## START

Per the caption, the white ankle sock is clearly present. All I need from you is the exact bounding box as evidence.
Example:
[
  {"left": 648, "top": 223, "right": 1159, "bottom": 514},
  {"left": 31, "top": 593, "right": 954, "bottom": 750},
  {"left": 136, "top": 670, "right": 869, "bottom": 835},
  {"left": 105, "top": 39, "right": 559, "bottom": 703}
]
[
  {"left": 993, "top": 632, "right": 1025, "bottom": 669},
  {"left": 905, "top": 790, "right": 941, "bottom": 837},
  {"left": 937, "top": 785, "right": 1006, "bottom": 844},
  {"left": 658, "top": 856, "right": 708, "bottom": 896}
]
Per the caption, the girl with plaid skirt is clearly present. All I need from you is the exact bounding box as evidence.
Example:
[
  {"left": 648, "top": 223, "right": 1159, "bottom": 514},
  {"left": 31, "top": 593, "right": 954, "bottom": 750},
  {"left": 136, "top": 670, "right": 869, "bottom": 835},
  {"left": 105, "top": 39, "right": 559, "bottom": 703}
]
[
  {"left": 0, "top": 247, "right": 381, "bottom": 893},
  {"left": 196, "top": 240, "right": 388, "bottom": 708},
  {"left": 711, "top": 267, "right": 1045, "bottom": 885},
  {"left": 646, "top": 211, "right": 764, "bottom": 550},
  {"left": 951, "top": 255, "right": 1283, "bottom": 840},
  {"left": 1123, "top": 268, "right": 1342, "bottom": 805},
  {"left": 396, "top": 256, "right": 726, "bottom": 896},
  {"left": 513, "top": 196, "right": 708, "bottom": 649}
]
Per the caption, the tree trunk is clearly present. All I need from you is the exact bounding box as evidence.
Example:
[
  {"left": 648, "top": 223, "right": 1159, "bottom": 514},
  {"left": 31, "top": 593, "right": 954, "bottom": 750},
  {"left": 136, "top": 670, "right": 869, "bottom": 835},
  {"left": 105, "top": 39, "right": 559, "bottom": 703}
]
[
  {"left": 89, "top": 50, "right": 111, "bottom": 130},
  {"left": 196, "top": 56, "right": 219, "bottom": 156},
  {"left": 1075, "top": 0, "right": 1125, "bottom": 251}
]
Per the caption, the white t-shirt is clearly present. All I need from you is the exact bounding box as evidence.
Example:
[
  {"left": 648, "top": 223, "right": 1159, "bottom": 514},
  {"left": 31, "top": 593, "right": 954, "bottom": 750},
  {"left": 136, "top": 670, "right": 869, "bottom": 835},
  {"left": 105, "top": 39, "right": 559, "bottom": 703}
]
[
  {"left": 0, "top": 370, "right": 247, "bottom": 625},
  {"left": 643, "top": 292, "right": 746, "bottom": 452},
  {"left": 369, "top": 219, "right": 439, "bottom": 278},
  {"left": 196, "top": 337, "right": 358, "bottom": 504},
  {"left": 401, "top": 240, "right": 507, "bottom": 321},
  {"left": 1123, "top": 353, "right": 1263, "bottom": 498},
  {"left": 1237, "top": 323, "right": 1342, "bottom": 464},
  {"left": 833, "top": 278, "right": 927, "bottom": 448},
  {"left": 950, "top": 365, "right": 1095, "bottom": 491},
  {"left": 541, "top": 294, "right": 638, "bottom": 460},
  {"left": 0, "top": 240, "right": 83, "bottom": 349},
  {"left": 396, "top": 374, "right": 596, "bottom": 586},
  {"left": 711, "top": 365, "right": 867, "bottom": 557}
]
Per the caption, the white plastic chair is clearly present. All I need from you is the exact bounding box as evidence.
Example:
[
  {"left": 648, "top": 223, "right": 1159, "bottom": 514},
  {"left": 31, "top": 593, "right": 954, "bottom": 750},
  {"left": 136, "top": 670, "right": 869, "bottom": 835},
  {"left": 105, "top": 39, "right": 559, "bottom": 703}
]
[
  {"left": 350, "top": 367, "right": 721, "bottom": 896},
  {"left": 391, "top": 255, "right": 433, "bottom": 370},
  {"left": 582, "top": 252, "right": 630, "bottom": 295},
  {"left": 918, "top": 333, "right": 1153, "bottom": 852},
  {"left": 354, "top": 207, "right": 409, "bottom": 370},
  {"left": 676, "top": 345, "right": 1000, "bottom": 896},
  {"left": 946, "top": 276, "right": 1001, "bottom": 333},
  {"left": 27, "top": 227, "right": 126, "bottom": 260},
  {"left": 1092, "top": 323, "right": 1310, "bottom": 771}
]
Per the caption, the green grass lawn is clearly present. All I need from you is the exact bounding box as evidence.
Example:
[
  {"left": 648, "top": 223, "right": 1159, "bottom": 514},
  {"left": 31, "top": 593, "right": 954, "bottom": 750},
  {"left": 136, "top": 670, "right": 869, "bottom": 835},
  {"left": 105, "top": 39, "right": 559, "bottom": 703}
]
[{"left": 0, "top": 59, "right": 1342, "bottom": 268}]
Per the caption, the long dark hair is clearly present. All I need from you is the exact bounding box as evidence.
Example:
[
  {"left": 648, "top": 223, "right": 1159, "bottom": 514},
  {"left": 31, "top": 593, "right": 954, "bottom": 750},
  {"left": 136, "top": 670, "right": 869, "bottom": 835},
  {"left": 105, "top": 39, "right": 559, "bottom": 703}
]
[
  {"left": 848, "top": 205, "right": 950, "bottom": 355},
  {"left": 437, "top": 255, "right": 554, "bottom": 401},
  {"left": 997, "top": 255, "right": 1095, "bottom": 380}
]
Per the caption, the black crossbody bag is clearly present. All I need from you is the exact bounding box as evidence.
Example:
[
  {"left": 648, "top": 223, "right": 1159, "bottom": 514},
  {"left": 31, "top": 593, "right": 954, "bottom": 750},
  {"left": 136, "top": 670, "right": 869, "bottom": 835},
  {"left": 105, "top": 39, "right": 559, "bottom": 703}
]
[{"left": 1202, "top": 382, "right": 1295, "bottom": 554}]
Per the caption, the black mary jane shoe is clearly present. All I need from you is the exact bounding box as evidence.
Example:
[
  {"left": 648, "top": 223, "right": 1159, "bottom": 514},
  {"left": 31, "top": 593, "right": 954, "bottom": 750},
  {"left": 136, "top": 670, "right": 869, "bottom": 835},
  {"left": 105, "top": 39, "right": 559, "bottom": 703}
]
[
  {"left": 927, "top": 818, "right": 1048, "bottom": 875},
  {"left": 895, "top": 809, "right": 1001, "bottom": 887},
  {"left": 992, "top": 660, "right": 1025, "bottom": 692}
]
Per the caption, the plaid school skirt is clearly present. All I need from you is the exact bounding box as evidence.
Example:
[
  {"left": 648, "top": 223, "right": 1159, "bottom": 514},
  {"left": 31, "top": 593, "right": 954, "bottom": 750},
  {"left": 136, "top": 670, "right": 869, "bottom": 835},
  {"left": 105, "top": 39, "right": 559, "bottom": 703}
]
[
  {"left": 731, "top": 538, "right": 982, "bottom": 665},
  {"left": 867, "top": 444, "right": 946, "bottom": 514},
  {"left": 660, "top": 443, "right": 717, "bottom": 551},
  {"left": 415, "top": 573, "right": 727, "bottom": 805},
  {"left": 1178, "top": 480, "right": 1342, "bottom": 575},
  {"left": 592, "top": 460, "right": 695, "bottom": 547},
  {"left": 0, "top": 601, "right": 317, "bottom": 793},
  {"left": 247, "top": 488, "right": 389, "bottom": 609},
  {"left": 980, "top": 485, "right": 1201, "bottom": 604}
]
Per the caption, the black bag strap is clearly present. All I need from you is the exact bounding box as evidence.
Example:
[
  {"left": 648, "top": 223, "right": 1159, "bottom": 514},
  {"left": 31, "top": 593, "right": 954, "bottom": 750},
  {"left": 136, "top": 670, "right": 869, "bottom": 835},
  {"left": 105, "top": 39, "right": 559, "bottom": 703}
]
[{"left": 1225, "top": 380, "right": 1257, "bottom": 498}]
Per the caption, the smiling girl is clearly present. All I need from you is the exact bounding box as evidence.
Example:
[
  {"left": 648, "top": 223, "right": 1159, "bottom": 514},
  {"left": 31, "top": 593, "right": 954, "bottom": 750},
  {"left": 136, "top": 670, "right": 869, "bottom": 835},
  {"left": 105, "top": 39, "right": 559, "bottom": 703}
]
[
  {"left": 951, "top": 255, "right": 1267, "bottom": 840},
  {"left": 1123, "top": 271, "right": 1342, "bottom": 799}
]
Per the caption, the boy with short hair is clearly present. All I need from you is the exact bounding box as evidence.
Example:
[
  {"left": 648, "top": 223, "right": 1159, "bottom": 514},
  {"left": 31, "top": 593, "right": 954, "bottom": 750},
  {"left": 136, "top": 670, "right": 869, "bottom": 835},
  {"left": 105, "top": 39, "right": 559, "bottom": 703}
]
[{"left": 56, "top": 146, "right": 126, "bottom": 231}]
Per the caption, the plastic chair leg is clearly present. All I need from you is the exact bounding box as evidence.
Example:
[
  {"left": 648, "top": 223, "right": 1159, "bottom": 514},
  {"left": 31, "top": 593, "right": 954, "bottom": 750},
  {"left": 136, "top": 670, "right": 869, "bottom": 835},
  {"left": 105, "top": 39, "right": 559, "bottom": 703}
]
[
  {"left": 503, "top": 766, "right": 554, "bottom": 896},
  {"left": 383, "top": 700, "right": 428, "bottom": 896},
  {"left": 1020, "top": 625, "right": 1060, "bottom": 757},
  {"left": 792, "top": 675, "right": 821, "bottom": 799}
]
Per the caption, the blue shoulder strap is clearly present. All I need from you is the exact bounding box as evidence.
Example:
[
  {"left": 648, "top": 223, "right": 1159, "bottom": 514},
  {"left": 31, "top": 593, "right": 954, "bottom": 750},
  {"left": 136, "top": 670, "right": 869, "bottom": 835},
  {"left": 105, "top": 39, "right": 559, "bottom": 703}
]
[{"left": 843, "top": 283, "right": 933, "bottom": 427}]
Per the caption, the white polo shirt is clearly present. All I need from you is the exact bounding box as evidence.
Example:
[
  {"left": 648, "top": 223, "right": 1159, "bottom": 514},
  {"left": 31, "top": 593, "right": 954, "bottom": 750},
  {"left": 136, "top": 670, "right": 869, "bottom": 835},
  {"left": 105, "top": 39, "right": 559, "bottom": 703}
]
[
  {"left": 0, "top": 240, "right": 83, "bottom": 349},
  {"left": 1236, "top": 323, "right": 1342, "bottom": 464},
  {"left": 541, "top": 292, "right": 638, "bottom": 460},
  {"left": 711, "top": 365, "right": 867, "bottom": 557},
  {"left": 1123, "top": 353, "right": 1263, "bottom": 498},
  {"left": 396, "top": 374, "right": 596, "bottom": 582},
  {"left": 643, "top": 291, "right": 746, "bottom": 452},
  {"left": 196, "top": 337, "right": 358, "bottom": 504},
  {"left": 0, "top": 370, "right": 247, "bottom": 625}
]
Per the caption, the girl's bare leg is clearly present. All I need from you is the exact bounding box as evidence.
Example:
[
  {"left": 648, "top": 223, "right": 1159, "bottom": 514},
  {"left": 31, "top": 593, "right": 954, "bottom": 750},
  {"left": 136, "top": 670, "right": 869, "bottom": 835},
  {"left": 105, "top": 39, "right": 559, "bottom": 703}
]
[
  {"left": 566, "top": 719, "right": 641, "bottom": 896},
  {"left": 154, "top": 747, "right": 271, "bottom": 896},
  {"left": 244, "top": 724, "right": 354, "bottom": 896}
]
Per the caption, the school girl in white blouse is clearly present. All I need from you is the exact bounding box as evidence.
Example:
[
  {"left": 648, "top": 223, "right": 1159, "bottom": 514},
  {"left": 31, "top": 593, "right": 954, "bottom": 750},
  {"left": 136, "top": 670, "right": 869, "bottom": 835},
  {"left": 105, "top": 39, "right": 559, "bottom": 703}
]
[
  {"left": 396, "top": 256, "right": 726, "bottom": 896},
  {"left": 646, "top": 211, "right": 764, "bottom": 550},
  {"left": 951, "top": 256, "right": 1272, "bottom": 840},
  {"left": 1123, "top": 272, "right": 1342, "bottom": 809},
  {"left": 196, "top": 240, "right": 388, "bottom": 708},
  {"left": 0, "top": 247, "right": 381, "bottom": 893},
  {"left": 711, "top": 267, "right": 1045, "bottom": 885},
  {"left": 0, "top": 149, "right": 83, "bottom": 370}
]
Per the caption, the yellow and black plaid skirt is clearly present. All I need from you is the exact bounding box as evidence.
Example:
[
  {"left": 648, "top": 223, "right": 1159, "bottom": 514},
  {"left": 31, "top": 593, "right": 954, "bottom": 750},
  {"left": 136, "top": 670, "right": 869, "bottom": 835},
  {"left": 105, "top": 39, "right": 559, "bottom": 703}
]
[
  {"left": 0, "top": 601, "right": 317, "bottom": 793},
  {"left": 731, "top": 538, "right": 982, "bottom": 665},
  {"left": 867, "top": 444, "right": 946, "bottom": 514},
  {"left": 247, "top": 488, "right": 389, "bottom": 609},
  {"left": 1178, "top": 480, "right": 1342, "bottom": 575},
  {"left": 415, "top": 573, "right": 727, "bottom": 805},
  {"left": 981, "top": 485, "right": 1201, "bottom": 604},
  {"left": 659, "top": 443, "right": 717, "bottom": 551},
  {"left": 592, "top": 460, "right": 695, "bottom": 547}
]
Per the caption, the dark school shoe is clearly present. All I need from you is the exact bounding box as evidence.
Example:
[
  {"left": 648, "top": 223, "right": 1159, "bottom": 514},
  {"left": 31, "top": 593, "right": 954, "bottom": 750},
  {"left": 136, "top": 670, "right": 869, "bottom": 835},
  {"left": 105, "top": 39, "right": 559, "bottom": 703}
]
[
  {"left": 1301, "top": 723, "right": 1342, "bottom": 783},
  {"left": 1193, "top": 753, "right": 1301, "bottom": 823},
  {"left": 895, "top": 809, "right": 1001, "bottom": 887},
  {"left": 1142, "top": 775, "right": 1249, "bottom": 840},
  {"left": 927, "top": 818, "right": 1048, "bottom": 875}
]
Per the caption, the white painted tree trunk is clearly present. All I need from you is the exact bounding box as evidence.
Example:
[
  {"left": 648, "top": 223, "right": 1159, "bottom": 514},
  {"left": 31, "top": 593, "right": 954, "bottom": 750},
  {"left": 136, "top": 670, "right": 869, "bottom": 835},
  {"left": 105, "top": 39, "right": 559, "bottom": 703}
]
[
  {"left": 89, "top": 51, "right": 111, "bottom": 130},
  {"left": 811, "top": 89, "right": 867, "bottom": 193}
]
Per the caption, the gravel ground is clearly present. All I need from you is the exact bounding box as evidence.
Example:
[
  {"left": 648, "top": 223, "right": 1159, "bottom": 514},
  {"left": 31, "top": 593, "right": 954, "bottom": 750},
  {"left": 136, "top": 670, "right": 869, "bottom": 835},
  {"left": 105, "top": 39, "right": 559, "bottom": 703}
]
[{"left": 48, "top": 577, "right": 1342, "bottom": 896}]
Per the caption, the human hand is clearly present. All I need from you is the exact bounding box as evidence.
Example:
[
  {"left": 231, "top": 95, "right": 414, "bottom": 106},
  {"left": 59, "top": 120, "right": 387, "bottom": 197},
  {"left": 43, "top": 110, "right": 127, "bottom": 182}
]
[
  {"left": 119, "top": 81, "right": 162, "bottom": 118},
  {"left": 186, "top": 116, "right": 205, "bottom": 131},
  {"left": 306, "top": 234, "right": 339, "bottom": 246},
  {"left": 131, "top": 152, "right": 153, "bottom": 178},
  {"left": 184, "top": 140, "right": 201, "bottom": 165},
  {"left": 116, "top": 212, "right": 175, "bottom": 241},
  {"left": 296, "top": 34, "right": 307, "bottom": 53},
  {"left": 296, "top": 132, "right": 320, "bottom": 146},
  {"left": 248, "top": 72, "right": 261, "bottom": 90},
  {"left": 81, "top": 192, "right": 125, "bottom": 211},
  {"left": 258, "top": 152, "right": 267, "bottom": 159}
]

## END

Go through the listing above and copy out, unchanged, only the lines that contain the word "black"

*Answer to this exercise*:
Per the caption, the black crossbody bag is clearly present. All I need from you is the exact bounding box as evidence.
Per the caption, the black mary jane shoe is clearly present. All I need from you is the exact bounding box as evidence.
Per the caption, the black bag strap is clearly present. All I need from you is the exact bounding box as evidence.
Per the caption, the yellow and black plaid skirt is clearly present. All I need from you is the exact bounding box as evidence.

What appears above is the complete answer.